EXERCISE: Rewrite the data below with "area to remove" replaced by "area to cut out" everywhere and everything else kept the same. Leave the pictures out of your version.
##### RECORDS SHOWN #####
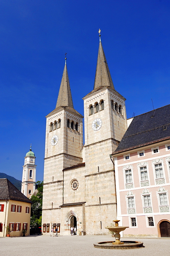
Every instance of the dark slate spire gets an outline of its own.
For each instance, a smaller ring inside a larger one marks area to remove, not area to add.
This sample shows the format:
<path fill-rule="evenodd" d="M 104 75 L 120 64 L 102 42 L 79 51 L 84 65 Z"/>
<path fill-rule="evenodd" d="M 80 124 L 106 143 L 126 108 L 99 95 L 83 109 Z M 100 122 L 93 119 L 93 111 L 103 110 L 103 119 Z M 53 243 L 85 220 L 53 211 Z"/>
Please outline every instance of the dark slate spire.
<path fill-rule="evenodd" d="M 58 107 L 65 107 L 67 106 L 71 107 L 73 108 L 69 77 L 67 72 L 66 58 L 65 59 L 65 66 L 61 79 L 56 108 Z"/>
<path fill-rule="evenodd" d="M 100 30 L 99 31 L 100 32 Z M 100 42 L 94 89 L 101 86 L 110 86 L 114 89 L 99 35 Z"/>

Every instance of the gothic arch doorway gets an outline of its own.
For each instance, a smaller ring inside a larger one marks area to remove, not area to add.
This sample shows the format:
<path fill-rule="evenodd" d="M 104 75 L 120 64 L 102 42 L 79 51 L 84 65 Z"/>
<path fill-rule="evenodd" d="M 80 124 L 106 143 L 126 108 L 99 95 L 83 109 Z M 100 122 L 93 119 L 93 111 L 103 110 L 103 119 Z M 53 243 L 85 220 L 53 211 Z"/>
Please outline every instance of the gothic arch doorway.
<path fill-rule="evenodd" d="M 170 237 L 170 222 L 163 220 L 158 223 L 158 236 L 161 237 Z"/>

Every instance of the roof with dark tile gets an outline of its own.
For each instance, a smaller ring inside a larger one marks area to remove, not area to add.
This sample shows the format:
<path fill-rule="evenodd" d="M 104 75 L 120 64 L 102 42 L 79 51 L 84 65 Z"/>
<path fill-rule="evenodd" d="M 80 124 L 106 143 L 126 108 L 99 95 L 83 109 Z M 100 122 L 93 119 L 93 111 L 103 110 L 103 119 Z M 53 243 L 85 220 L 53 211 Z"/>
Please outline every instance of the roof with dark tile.
<path fill-rule="evenodd" d="M 167 129 L 164 130 L 163 126 L 166 125 Z M 169 137 L 170 104 L 135 116 L 113 154 L 168 139 Z"/>
<path fill-rule="evenodd" d="M 32 203 L 7 179 L 0 179 L 0 199 L 7 199 Z"/>
<path fill-rule="evenodd" d="M 69 203 L 68 204 L 63 204 L 60 205 L 60 207 L 62 206 L 69 206 L 70 205 L 82 205 L 83 204 L 85 204 L 86 202 L 80 202 L 78 203 Z"/>

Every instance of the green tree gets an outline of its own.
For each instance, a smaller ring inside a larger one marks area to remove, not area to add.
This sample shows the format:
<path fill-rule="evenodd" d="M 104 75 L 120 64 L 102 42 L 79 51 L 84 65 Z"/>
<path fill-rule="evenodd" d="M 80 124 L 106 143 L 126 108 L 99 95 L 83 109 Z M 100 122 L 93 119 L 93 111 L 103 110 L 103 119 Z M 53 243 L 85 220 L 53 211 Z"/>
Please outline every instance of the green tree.
<path fill-rule="evenodd" d="M 33 203 L 31 211 L 30 226 L 31 228 L 37 227 L 41 224 L 43 182 L 38 180 L 36 184 L 38 185 L 37 194 L 35 196 L 32 195 L 30 198 Z"/>

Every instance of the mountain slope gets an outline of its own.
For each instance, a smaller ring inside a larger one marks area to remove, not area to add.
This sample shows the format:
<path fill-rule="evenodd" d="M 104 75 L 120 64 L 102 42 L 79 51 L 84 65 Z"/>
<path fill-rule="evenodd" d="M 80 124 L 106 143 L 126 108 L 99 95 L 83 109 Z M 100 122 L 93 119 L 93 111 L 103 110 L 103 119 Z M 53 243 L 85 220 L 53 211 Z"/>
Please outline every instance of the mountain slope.
<path fill-rule="evenodd" d="M 18 189 L 21 191 L 21 180 L 19 180 L 17 179 L 12 176 L 9 176 L 6 174 L 6 173 L 0 173 L 0 179 L 4 178 L 6 178 L 9 179 L 11 183 L 12 183 L 14 186 L 15 186 Z"/>

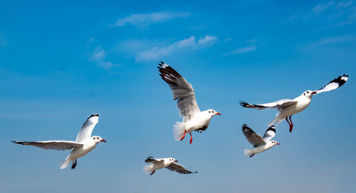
#####
REPLY:
Every instance of the dark slate spire gets an outline of its own.
For each instance, a smaller ring inside a larger one marks area to cut out, not area to add.
This sample shows the format:
<path fill-rule="evenodd" d="M 104 75 L 120 64 L 102 42 L 79 51 L 84 65 Z"/>
<path fill-rule="evenodd" d="M 80 124 L 106 143 L 126 108 L 99 95 L 83 109 Z M 100 122 L 93 119 L 93 111 L 103 110 L 103 119 Z M 53 243 L 85 220 L 53 211 Z"/>
Please outline every instance of the dark slate spire.
<path fill-rule="evenodd" d="M 58 107 L 65 107 L 67 106 L 71 107 L 73 108 L 69 77 L 67 72 L 66 58 L 65 59 L 65 66 L 61 79 L 56 108 Z"/>
<path fill-rule="evenodd" d="M 100 30 L 99 31 L 100 32 Z M 100 42 L 94 89 L 101 86 L 110 86 L 114 89 L 99 35 Z"/>

Every instance of the gothic arch doorway gets an outline of its own.
For each instance, a smaller ring inside a larger one marks area to cut out, not area to add.
This sample shows the format:
<path fill-rule="evenodd" d="M 104 75 L 120 64 L 102 42 L 79 51 L 84 65 Z"/>
<path fill-rule="evenodd" d="M 80 124 L 106 143 L 126 108 L 99 95 L 83 109 Z M 100 122 L 93 119 L 93 111 L 103 110 L 103 119 Z M 53 243 L 85 220 L 53 211 Z"/>
Please outline every instance of the gothic arch doorway.
<path fill-rule="evenodd" d="M 170 237 L 170 222 L 163 220 L 158 223 L 158 236 L 161 237 Z"/>

Every instance of the roof with dark tile gets an outline of its own.
For each instance, a smaller ring inside a larger one marks area to cut out, not area to add.
This sample shows the format:
<path fill-rule="evenodd" d="M 104 75 L 120 64 L 102 42 L 79 51 L 84 65 Z"/>
<path fill-rule="evenodd" d="M 80 124 L 106 143 L 126 108 L 99 95 L 83 109 Z M 100 122 L 93 119 L 93 111 L 103 110 L 103 119 Z M 53 243 L 85 220 L 53 211 Z"/>
Please outline every instance of the roof with dark tile.
<path fill-rule="evenodd" d="M 167 129 L 164 130 L 163 126 L 166 125 Z M 169 137 L 170 104 L 135 116 L 113 154 L 168 139 Z"/>
<path fill-rule="evenodd" d="M 32 203 L 7 179 L 0 179 L 0 199 L 7 199 Z"/>
<path fill-rule="evenodd" d="M 69 203 L 68 204 L 63 204 L 60 205 L 60 207 L 62 206 L 69 206 L 70 205 L 82 205 L 83 204 L 85 204 L 86 202 L 80 202 L 78 203 Z"/>

Every instance of the green tree gets an outline of its own.
For each instance, a smaller ring inside a larger one marks area to cut out, not area to add.
This sample shows the format:
<path fill-rule="evenodd" d="M 104 75 L 120 64 L 102 42 L 79 51 L 84 65 Z"/>
<path fill-rule="evenodd" d="M 80 124 L 106 143 L 126 108 L 99 95 L 83 109 Z M 100 122 L 93 119 L 93 111 L 103 110 L 103 119 Z M 53 243 L 85 220 L 53 211 Z"/>
Please outline every instance of the green tree.
<path fill-rule="evenodd" d="M 33 203 L 31 211 L 30 226 L 31 228 L 37 227 L 41 224 L 43 182 L 38 180 L 36 184 L 38 185 L 37 194 L 35 196 L 32 195 L 30 198 Z"/>

Every instance of the mountain slope gets an outline of its own.
For each instance, a smaller ring inside a larger one marks area to cut out, not area to add.
This sample shows the format:
<path fill-rule="evenodd" d="M 104 75 L 120 64 L 102 42 L 79 51 L 84 65 Z"/>
<path fill-rule="evenodd" d="M 80 124 L 106 143 L 126 108 L 99 95 L 83 109 Z M 100 122 L 93 119 L 93 111 L 103 110 L 103 119 Z M 53 243 L 85 220 L 53 211 Z"/>
Please outline every instance of the mountain slope.
<path fill-rule="evenodd" d="M 18 189 L 21 191 L 21 180 L 19 180 L 17 179 L 12 176 L 9 176 L 6 174 L 6 173 L 0 173 L 0 179 L 4 178 L 6 178 L 9 179 L 11 183 L 12 183 L 14 186 L 15 186 Z"/>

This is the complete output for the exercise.